To begin, we need to see how the book of II Chronicles introduces these three kings:
Joash was seven years old when he became king, and he reigned forty years in Jerusalem. His mother’s name was Zibiah of Beersheba. Joash did what was right in the sight of the LORD . . .. (II Chronicles 24:1-2; emphasis ours throughout)
Amaziah was twenty-five years old when he became king, and he reigned twenty-nine years in Jerusalem. His mother’s name was Jehoaddan of Jerusalem. And he did what was right in the sight of the LORD . . .. (II Chronicles 25:1-2)
Now all the people of Judah took Uzziah, who was sixteen years old, and made him king instead of his father Amaziah. . . . Uzziah was sixteen years old when he became king, and he reigned fifty-two years in Jerusalem. His mother’s name was Jecoliah of Jerusalem, and he did what was right in the sight of the LORD . . . . (II Chronicles 26:1, 3-4)
These three consecutive kings shared the biblical approbation that they did what was right in the sight of the Lord. Yet, these men, who did what was right in God’s sight, were struck from the king-list as ancestors of Jesus Christ, but downright evil men—Jehoram (Joram), Ahaz, Manasseh, and Amon—remained on it.
Why? Could it be that God wants to draw attention to their stories more than otherwise might be done if their names appeared on the list? If so, we need to look at what Scripture provides about their lives.
II Chronicles 22:10 reads, “Now when Athaliah the mother of Ahaziah saw that her son was dead, she arose and destroyed all the royal heirs of the house of Judah.” Athaliah, daughter of Israel’s King Ahab and Jezebel and thus the granddaughter of Omri (II Chronicles 22:2), was the wife of Jehoram, king of Judah. Once her son had died by the hand of Jehu, she staged a coup, killing all of Ahaziah’s heirs and taking the throne. She reigned for six years.
But Jehoshabeath, who was the daughter of Jehoram and (perhaps) Athaliah, took Joash, her youngest nephew and still an infant, and hid him from Athaliah’s henchmen, saving his life (II Chronicles 22:12). Evidently, when she saw the carnage taking place, she ran into the nursery, picked up Joash, and put him in one of her own rooms with a nurse. In short order, he was spirited away to the Temple, where he lived in secret for the next six years (II Chronicles 22:12). Jehoshabeath could do this because she had made an excellent marriage to Jehoiada, one of the best high priests in Israelite history.

▸ **Provided material**:
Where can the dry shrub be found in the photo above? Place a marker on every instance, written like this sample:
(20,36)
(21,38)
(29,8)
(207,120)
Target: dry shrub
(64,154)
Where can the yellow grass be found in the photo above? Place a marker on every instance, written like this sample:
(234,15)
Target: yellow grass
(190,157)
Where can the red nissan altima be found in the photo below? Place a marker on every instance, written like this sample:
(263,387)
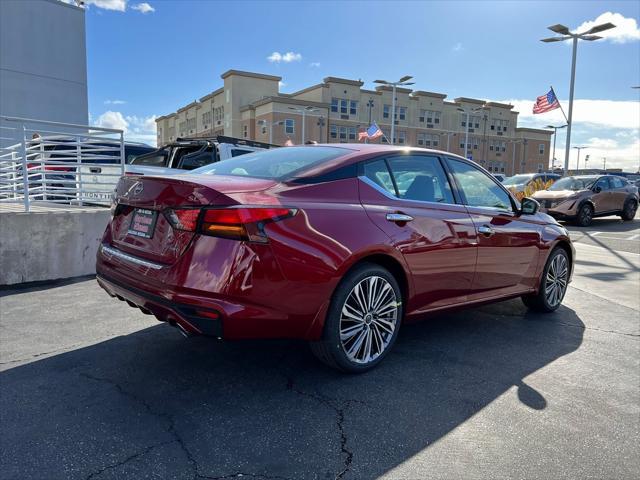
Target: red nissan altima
(337,245)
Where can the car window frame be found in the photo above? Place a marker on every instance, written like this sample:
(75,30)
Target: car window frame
(386,157)
(515,205)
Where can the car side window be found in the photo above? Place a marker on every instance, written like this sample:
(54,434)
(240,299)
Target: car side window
(378,173)
(616,182)
(478,188)
(421,178)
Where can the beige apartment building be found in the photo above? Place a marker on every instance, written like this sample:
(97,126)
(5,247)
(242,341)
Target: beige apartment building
(250,105)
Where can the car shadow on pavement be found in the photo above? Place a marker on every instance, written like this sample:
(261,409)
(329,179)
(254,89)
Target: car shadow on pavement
(154,405)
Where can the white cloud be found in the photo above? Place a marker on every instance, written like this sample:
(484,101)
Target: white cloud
(135,129)
(143,7)
(111,119)
(606,113)
(277,57)
(608,128)
(118,5)
(626,28)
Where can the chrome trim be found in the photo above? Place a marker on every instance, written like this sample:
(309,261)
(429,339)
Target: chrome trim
(399,217)
(129,258)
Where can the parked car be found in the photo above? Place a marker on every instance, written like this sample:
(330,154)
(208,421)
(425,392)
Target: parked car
(521,181)
(337,245)
(581,198)
(190,153)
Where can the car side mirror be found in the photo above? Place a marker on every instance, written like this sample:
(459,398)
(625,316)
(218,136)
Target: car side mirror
(529,206)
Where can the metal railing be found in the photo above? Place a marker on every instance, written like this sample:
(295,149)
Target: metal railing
(59,163)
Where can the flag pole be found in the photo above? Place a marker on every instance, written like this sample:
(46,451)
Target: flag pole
(561,109)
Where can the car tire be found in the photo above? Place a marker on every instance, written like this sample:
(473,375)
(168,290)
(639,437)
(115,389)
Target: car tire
(629,210)
(585,215)
(553,284)
(362,321)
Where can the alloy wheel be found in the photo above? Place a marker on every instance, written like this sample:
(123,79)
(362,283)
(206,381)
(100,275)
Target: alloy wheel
(368,319)
(556,280)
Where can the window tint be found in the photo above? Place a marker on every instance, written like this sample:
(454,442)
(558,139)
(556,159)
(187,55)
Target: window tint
(617,182)
(420,177)
(276,164)
(603,183)
(479,189)
(377,172)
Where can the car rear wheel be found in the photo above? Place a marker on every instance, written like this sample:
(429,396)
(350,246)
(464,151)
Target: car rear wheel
(585,215)
(553,285)
(629,210)
(362,321)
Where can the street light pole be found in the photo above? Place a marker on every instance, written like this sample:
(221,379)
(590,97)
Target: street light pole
(578,162)
(555,135)
(402,82)
(574,37)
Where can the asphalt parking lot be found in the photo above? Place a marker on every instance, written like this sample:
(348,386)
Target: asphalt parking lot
(90,388)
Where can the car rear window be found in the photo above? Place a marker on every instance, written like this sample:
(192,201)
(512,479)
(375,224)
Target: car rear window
(277,164)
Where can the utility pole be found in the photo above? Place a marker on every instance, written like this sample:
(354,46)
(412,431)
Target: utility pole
(402,82)
(567,35)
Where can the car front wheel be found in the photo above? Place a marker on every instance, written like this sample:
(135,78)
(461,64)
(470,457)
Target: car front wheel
(553,285)
(585,215)
(363,320)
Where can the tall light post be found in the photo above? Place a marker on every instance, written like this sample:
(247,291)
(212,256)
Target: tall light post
(466,136)
(400,83)
(578,163)
(574,37)
(555,135)
(304,111)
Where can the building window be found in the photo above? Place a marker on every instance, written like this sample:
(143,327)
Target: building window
(343,107)
(343,133)
(353,109)
(289,126)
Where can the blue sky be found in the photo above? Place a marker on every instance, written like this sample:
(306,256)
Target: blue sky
(175,51)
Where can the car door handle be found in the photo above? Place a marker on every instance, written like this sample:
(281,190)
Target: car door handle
(399,217)
(486,230)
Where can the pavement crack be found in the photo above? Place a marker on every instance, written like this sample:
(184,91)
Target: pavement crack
(126,460)
(334,405)
(171,428)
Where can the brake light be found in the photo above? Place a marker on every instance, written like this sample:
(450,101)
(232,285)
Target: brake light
(238,223)
(184,218)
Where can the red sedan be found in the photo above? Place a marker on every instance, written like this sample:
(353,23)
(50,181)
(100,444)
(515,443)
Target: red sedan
(337,245)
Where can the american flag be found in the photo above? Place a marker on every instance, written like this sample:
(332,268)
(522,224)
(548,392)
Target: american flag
(371,133)
(546,103)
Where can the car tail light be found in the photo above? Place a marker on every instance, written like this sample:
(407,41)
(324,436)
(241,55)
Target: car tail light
(237,223)
(184,218)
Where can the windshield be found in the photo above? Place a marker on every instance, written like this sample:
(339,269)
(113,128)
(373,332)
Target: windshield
(573,183)
(517,179)
(276,164)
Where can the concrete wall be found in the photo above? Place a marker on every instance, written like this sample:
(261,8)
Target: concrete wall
(49,245)
(43,64)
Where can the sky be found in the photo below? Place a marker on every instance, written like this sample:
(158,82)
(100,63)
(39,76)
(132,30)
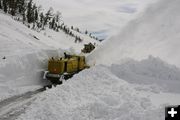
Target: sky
(103,17)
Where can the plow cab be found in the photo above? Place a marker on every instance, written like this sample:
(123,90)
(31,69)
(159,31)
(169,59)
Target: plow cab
(64,68)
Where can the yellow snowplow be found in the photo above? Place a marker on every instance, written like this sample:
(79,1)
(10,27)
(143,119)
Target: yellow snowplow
(64,68)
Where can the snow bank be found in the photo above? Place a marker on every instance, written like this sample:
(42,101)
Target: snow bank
(96,16)
(94,94)
(156,32)
(24,54)
(149,71)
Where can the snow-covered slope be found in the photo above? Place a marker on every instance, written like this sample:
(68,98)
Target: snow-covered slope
(97,94)
(156,32)
(26,52)
(101,17)
(94,94)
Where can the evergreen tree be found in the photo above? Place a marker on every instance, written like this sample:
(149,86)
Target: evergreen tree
(29,12)
(5,6)
(36,15)
(86,32)
(48,16)
(0,4)
(21,6)
(53,24)
(12,7)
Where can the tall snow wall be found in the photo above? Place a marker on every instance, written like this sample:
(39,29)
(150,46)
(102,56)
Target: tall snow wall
(156,32)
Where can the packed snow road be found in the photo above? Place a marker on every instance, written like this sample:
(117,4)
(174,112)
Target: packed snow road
(12,107)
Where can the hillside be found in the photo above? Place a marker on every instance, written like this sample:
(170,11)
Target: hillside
(122,88)
(102,18)
(24,53)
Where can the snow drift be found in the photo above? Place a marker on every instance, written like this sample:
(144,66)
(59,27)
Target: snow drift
(149,71)
(94,94)
(156,32)
(24,53)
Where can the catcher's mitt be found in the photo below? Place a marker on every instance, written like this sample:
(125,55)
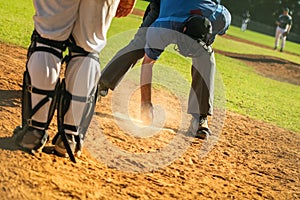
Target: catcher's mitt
(285,34)
(125,8)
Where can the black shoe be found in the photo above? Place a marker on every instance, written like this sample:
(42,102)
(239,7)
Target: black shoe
(30,138)
(61,150)
(199,127)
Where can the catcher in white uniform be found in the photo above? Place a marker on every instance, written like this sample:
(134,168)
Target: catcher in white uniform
(81,26)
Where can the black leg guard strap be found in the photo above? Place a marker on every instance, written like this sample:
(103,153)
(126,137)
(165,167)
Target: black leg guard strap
(36,38)
(28,111)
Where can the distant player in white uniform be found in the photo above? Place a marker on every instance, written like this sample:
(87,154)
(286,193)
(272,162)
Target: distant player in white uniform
(284,25)
(81,26)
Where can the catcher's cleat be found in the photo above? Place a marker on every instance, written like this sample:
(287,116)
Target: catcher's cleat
(30,138)
(199,128)
(60,149)
(146,113)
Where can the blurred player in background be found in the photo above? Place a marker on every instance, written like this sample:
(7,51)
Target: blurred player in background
(284,25)
(81,26)
(245,20)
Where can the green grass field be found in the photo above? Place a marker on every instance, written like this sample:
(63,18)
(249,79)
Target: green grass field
(247,92)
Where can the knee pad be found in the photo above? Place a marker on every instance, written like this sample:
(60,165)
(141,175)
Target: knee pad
(28,111)
(58,47)
(88,111)
(67,97)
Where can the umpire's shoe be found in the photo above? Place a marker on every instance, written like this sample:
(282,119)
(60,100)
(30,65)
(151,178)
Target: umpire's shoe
(30,138)
(61,150)
(199,127)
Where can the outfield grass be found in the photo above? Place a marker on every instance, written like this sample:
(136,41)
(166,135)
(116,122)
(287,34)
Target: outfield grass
(247,92)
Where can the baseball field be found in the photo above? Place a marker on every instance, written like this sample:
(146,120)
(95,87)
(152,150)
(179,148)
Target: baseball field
(253,154)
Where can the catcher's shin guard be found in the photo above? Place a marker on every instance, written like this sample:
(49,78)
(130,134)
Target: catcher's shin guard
(28,111)
(81,129)
(78,128)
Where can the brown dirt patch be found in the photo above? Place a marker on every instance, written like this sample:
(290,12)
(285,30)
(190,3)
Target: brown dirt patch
(268,66)
(252,159)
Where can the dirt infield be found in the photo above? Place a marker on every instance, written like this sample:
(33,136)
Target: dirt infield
(251,160)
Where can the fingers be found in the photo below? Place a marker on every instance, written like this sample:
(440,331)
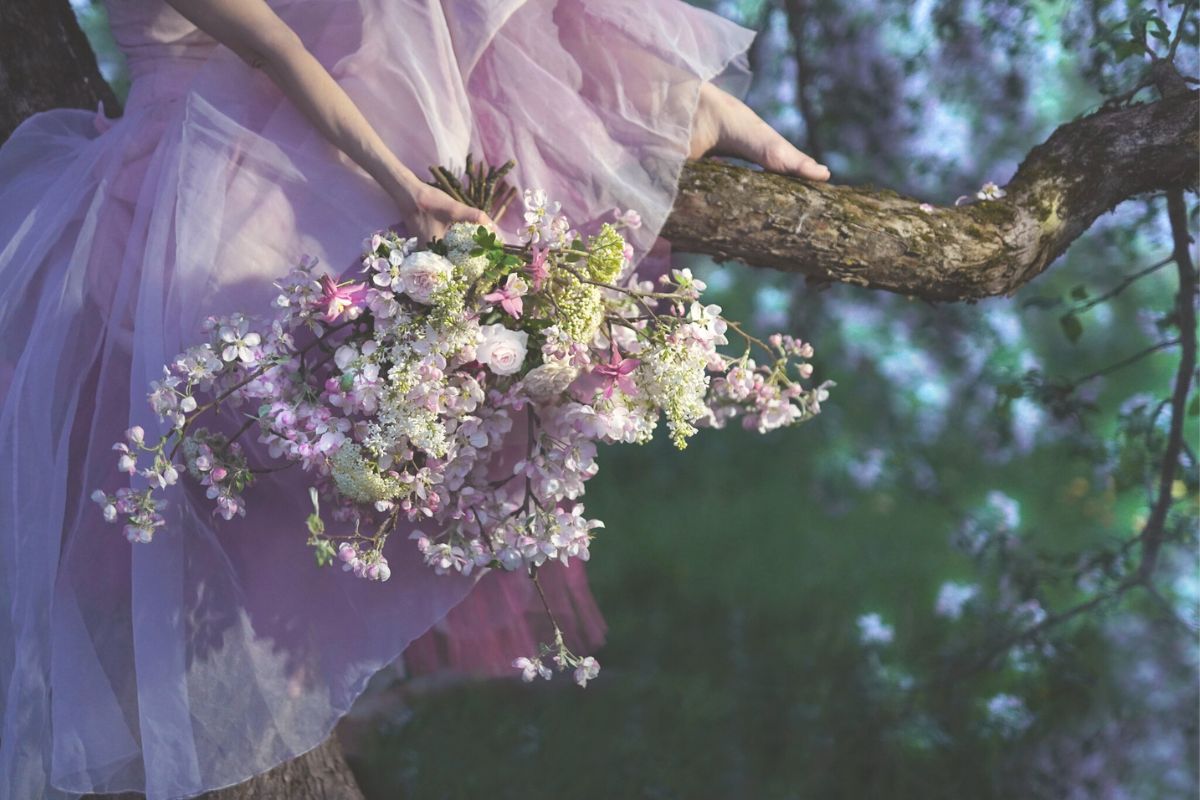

▸ **Tasks for this exercise**:
• a. In the passage on the three kings of Judah, who were the parents of Athaliah?
• b. Does each statement agree with the passage on the three kings of Judah? (i) Amaziah reigned twenty-nine years in Jerusalem. (ii) Uzziah's mother was Zibiah of Beersheba. (iii) Joash lived in secret at the Temple for ten years.

▸ **Exercise solutions**:
• a. Israel's King Ahab and Jezebel.

• b.
(i) Yes: "he reigned twenty-nine years in Jerusalem"
(ii) No: "His mother’s name was Jecoliah of Jerusalem"
(iii) No: "where he lived in secret for the next six years"